Winnie’s home, funded by foreign benefactors, was a two-floor, three-bedroom house with a garden and a small swimming pool. The height of extravagance by black standards, it would have more or less met the aspirations of the average white, middle-class South African
Zindzi, Winnie’s slim and attractive second daughter, was 29 but looked younger in a yellow T-shirt and denim dungarees. It was 9.30 a.m. and she was in the kitchen frying eggs. She invited me in and started chatting as if we were old friends. The truth was that I had not scheduled an interview with Winnie. I had just dropped in to try my luck. But Zindzi saw nothing wrong in me giving it a shot.
Mum, she said, was still upstairs and would probably be a while. As I hovered about waiting (and, as it turned out, waiting, and waiting friends of Zindzi wandered in for coffee and a chat. Completing the South African middle-class picture, a small, wizened maid in blue overalls padded inscrutably around.
Finally, Winnie made her entrance, Taller than I had expected, very much the grande dame, she displayed neither surprise nor irritation at my presence in her home. When I said I would like to interview her, she responded with a sigh, a knowing smile and a glance at her watch. I said all I would need was half an hour. She thought a moment, shrugged her shoulders and said: “OK. But you will have to give me a little time.” She still had to put the finishing touches to her morning toilette.
The picture presented to me by mother, daughter, friends and cleaning lady was of a domesticity so stable and relaxed that, had I not been better informed, I would never have imagined the depths of trauma that lucked beneath.
Winnie had been continually persecuted by agents of the apartheid state during the 1970s and 1980s; she had borne the anguish of hearing her two small daughters screaming as the police broke into her home and carted her off to jail; she had spent more than a year in solitary confinement. Trusting that her confused and stricken children would be cared for by friends; she had been banished and placed under house arrest far away. But she was back, her circumstances altered dramatically for the better now that Mandela’s release was imminent.
One hour after her first entrance, she majestically reappeared, Cleopatra still needed her morning coffee, and motioned me to wait in her study while she withdrew into the kitchen. I had five minutes to take in the surroundings.
On a bookshelf there was a row of framed family portraits, a Christmas card and a birthday card. Only a month had passed since Christmas, but nearly four since Winnie had turned 53. I could not resist taking a closer look.
I opened the Christmas card, which was enormous, and immediately recognised Nelson Mandela’s large, spidery handwriting. “Darling, I love you. Madiba,” It said. Madiba was the tribal name by which he liked to be known to those close to him. On the birthday card he had written the same words.

● ● ●

**SHORT EXERCISE A:** Please identify every line of the entries that contains the string "trunk" and copy each of those lines.
The entries are unrelated to the passage.

● ● ●

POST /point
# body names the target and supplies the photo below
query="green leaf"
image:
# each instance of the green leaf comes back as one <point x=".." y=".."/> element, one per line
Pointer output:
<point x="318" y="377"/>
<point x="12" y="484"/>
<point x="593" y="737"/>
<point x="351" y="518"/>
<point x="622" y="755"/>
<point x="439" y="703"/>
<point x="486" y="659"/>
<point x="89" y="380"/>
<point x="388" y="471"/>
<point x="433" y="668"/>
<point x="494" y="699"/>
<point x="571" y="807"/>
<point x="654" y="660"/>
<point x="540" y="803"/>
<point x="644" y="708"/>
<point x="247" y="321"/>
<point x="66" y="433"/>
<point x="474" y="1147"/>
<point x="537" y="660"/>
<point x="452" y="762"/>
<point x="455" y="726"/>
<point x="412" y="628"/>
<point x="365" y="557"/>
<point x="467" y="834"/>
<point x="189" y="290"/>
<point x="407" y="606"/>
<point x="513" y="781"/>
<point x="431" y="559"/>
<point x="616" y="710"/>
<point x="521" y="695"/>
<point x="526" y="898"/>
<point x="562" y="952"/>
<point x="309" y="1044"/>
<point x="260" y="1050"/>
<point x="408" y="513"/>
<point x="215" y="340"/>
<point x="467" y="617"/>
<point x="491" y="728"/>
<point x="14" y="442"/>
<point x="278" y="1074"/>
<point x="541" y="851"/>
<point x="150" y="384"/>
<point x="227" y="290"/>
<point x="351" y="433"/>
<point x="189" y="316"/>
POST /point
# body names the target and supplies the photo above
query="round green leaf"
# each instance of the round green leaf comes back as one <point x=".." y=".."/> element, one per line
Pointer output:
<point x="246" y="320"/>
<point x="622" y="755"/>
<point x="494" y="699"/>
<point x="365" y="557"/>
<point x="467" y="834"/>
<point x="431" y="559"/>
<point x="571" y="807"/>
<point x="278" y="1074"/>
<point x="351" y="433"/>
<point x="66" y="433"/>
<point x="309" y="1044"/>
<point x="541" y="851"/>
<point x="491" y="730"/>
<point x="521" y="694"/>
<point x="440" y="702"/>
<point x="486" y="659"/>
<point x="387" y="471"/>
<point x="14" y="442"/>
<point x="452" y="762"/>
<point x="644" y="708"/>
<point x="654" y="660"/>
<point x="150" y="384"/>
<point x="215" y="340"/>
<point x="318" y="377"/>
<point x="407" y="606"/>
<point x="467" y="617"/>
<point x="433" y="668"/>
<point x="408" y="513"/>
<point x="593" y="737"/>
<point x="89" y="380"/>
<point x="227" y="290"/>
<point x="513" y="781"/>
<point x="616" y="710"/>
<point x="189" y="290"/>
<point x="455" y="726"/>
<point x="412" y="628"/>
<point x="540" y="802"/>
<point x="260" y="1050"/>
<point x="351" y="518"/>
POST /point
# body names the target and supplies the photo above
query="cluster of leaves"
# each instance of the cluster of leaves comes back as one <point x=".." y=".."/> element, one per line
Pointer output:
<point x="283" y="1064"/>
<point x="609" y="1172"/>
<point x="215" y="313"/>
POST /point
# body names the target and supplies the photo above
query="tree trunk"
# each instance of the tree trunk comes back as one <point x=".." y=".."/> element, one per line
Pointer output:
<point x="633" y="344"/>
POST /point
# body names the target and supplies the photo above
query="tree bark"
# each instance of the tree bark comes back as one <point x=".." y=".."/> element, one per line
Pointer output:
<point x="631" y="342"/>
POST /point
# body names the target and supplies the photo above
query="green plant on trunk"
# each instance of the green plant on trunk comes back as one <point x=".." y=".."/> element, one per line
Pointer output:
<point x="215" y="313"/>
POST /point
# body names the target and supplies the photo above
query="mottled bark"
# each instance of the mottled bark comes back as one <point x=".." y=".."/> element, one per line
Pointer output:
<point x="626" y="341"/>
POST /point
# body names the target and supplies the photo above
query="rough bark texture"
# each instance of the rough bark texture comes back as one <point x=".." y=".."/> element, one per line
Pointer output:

● ● ●

**SHORT EXERCISE B:** Decide whether each statement agrees with the passage about the visit to Winnie's home. Answer yes or no and quote the deciding words. (i) Zindzi was in the kitchen frying eggs at 9.30 a.m. (ii) The writer had scheduled an interview with Winnie in advance. (iii) The Christmas card on the bookshelf was small.

**WRITTEN ANSWER A:**
query="tree trunk"
# each instance of the tree trunk comes back as one <point x=".." y=".."/> element, one per line
query="green plant on trunk"
# each instance of the green plant on trunk comes back as one <point x=".." y=".."/> element, one per line

**WRITTEN ANSWER B:**
(i) Yes: "It was 9.30 a.m. and she was in the kitchen frying eggs."
(ii) No: "The truth was that I had not scheduled an interview with Winnie."
(iii) No: "I opened the Christmas card, which was enormous"